◆ **Problem description**
An exact transcription of the lines below, from the first through the one containing "rough mask: <svg", is the only output wanted.

▬▬▬▬▬▬

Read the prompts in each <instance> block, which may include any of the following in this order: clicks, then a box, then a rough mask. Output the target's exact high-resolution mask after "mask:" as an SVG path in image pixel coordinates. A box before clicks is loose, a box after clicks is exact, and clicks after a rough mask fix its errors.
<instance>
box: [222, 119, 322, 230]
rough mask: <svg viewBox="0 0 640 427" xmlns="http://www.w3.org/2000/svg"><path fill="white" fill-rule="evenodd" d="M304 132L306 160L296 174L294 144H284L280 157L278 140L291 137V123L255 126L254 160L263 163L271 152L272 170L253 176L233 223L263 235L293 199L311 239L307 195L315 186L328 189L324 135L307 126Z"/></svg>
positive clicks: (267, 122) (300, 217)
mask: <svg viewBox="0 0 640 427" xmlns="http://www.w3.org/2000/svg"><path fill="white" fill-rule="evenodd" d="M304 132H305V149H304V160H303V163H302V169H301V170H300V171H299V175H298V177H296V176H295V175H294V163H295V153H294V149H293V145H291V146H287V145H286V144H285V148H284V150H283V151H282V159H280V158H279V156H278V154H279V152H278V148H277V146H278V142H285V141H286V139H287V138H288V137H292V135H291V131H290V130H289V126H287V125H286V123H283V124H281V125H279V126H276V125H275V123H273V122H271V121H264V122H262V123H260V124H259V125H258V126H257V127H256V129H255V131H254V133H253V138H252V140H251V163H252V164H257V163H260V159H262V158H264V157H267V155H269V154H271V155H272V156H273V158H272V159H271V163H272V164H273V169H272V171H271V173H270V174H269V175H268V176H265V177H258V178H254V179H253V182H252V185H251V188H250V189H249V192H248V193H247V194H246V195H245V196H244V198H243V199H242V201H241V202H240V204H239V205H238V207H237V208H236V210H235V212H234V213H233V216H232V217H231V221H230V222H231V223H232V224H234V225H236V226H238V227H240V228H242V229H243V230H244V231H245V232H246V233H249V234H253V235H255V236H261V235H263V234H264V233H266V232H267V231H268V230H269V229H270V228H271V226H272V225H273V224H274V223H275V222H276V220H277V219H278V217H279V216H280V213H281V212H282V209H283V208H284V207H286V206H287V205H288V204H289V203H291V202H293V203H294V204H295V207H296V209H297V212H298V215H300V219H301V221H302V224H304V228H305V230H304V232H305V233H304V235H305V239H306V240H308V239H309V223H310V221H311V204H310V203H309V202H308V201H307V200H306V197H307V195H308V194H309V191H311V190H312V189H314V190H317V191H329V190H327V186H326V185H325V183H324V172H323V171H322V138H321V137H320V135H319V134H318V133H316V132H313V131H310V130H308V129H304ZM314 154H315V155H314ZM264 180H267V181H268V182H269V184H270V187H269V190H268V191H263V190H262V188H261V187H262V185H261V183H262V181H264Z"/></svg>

▬▬▬▬▬▬

◆ **Your solution**
Read the prompts in each <instance> block, which may include any of the following in this order: clicks, then a box, then a rough mask. Output the target's exact high-resolution mask after "mask:" as an SVG path in image pixel coordinates. A box before clicks is loose, a box after clicks is exact, and clicks after a rough mask fix its errors.
<instance>
box: [222, 119, 322, 230]
rough mask: <svg viewBox="0 0 640 427" xmlns="http://www.w3.org/2000/svg"><path fill="white" fill-rule="evenodd" d="M304 132L306 160L296 174L294 144H284L280 157L278 140L291 137V123L255 126L254 160L263 163L271 152L272 170L253 176L233 223L263 235L293 199L311 239L307 195L315 186L328 189L324 135L307 126Z"/></svg>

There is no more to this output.